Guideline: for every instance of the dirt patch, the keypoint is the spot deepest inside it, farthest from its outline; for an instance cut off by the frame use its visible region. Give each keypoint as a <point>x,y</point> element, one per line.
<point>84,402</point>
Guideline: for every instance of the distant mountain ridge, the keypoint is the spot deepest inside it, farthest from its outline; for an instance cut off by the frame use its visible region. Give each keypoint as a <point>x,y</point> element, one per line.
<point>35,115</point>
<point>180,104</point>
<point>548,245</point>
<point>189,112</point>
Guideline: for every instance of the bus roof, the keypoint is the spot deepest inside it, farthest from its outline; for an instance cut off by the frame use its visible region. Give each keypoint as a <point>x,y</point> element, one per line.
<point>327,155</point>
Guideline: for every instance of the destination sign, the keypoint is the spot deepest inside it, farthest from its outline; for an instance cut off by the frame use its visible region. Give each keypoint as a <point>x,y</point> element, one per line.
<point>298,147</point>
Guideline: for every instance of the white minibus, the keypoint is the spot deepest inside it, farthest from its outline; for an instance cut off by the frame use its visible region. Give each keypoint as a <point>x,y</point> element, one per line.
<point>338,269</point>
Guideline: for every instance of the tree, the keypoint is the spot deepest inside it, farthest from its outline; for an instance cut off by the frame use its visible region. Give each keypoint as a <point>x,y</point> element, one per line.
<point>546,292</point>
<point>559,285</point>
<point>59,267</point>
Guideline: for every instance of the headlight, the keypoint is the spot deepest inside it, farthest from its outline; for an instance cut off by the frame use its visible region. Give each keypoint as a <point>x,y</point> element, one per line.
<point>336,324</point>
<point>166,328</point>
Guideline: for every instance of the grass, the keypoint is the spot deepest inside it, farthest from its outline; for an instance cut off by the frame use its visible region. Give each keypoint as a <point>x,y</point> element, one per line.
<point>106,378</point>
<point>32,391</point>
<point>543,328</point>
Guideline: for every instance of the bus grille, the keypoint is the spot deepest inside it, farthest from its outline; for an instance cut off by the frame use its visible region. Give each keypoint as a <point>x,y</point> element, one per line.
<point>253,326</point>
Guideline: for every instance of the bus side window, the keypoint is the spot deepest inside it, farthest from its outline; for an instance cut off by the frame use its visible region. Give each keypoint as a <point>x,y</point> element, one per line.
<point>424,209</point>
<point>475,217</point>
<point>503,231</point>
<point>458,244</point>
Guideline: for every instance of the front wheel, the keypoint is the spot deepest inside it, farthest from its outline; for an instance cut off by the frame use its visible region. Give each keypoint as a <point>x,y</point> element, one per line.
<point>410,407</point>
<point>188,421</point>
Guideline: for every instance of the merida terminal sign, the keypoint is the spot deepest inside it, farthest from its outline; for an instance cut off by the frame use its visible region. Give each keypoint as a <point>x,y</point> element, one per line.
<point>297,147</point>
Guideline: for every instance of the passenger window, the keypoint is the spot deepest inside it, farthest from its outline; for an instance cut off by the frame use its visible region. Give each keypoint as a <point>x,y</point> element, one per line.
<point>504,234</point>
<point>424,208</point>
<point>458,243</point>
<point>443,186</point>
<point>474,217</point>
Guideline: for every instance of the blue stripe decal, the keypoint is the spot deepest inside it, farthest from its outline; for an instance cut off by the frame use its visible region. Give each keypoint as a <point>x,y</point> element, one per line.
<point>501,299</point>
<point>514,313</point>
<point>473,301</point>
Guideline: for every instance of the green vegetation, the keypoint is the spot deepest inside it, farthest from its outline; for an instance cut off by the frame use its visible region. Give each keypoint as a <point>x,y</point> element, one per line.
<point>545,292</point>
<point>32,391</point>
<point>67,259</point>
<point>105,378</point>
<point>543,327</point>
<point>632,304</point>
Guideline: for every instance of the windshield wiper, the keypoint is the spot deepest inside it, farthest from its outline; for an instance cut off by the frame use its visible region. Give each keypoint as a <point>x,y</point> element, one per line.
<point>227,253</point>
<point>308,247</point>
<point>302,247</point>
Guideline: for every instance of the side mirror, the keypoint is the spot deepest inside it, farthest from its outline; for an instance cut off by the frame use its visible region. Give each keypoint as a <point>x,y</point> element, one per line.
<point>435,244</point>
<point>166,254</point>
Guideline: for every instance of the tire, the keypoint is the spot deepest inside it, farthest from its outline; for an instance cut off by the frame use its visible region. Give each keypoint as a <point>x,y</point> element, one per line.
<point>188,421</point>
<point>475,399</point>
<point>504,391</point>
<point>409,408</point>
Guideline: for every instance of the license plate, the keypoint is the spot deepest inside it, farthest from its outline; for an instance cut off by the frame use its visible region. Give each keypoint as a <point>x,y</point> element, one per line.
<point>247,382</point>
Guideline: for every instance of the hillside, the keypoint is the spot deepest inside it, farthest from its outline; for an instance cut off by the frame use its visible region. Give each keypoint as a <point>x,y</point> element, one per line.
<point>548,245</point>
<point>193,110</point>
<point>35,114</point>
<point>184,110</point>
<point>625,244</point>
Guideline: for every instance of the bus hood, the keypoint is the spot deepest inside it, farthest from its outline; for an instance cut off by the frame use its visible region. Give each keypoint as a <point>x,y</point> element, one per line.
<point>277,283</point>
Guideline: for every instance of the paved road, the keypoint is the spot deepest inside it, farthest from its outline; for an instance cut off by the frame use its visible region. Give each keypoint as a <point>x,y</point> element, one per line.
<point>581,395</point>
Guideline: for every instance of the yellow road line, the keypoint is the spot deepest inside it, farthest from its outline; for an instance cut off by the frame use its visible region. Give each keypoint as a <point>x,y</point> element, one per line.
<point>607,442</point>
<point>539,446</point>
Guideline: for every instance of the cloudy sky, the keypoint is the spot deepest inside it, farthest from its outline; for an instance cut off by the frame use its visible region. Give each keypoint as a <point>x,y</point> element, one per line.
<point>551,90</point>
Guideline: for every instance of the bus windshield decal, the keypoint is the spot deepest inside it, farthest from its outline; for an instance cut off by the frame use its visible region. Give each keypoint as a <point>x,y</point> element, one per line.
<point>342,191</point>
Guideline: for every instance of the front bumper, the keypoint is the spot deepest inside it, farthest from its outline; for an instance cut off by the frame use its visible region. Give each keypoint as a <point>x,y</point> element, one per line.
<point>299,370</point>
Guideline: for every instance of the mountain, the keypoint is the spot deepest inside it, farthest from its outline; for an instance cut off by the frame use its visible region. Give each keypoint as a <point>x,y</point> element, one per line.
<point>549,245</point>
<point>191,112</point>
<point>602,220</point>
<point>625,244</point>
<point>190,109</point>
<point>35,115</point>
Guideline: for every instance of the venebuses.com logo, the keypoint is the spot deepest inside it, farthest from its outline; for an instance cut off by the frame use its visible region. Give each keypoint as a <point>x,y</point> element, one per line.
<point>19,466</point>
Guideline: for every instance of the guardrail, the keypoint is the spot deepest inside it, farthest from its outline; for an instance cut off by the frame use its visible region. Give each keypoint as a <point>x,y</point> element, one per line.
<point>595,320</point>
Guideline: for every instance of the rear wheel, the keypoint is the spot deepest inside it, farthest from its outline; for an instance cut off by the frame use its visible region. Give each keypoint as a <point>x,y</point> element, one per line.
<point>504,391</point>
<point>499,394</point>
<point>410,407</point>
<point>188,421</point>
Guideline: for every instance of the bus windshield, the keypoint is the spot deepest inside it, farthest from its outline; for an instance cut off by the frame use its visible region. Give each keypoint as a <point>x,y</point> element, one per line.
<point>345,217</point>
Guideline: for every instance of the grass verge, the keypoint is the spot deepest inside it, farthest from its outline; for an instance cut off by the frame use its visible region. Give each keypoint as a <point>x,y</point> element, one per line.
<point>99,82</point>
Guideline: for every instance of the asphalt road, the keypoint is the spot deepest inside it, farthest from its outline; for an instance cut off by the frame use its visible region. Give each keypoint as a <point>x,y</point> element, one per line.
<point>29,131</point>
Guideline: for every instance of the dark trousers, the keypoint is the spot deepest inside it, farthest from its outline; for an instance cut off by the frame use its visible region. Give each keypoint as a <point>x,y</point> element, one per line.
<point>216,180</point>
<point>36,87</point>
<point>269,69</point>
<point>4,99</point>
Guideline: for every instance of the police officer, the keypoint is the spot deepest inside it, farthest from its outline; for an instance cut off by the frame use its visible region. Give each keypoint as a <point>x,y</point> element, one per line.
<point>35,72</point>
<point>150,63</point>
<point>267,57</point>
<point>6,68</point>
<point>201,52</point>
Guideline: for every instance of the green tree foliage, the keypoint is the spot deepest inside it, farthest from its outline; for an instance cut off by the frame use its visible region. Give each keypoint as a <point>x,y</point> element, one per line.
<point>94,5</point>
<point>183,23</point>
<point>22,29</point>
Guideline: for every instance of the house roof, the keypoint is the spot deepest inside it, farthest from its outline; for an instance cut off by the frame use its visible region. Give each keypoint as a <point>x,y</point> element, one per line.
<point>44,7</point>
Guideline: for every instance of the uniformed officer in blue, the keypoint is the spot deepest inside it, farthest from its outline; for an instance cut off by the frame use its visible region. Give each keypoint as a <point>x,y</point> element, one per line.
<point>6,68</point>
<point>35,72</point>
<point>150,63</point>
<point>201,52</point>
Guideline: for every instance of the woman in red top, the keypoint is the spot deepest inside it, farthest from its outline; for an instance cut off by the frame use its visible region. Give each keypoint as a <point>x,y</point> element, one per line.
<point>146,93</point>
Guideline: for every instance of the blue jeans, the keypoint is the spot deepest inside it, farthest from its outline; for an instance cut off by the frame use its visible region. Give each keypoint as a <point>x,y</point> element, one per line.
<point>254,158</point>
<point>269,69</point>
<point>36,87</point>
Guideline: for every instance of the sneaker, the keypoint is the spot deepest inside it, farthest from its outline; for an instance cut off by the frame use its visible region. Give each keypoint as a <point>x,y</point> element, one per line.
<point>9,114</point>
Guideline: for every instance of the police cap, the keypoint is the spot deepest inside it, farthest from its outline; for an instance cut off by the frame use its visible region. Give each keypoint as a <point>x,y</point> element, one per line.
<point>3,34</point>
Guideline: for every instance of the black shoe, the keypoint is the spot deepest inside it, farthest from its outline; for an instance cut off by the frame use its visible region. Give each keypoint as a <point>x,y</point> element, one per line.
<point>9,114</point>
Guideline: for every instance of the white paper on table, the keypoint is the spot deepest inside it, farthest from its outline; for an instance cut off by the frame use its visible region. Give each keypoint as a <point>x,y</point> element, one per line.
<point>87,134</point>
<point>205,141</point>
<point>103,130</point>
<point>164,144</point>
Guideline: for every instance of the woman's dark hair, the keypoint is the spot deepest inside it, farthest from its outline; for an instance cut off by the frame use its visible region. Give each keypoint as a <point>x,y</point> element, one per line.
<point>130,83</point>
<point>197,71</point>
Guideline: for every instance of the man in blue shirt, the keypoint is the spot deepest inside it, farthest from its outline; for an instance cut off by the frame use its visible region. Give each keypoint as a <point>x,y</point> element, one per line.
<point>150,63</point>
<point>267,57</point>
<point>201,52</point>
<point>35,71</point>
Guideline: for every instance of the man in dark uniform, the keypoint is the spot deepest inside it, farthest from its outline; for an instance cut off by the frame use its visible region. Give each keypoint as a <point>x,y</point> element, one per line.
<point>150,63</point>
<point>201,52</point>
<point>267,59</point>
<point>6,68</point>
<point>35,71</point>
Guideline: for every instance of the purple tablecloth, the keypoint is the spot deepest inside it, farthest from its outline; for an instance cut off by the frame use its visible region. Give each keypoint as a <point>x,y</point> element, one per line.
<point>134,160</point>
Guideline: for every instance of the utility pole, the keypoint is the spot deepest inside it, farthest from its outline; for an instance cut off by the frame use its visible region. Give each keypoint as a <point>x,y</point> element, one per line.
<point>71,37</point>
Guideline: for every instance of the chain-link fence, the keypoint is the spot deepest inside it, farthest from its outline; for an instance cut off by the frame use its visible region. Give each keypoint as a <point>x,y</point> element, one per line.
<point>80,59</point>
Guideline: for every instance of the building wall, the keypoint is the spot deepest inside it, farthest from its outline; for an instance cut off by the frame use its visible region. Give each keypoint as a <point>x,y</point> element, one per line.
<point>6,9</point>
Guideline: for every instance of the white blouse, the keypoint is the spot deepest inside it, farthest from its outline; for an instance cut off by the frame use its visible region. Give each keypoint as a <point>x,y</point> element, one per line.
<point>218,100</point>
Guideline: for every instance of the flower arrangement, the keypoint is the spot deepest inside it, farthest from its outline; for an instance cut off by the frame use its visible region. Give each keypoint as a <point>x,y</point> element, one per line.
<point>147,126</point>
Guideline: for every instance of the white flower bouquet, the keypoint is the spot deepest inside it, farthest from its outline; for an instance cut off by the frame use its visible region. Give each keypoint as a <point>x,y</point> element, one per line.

▸ **WHAT THE EXERCISE ASKS**
Output, unchanged, the lines from the line with "Guideline: for every instance of the flower" through the final line of the material.

▸ **RESULT FOR THIS TASK**
Guideline: for every instance of the flower arrangement, the keypoint is the spot deepest inside it, farthest from its outline; for an instance cut off by the frame use its visible region. Give each keypoint as a <point>x,y</point> element, one per line.
<point>147,126</point>
Guideline: for every instance of the white flower bouquet, the keypoint is the spot deepest inside it, farthest from its outline; for an instance cut off by the frame use its visible region. Give each keypoint as a <point>x,y</point> element, one per line.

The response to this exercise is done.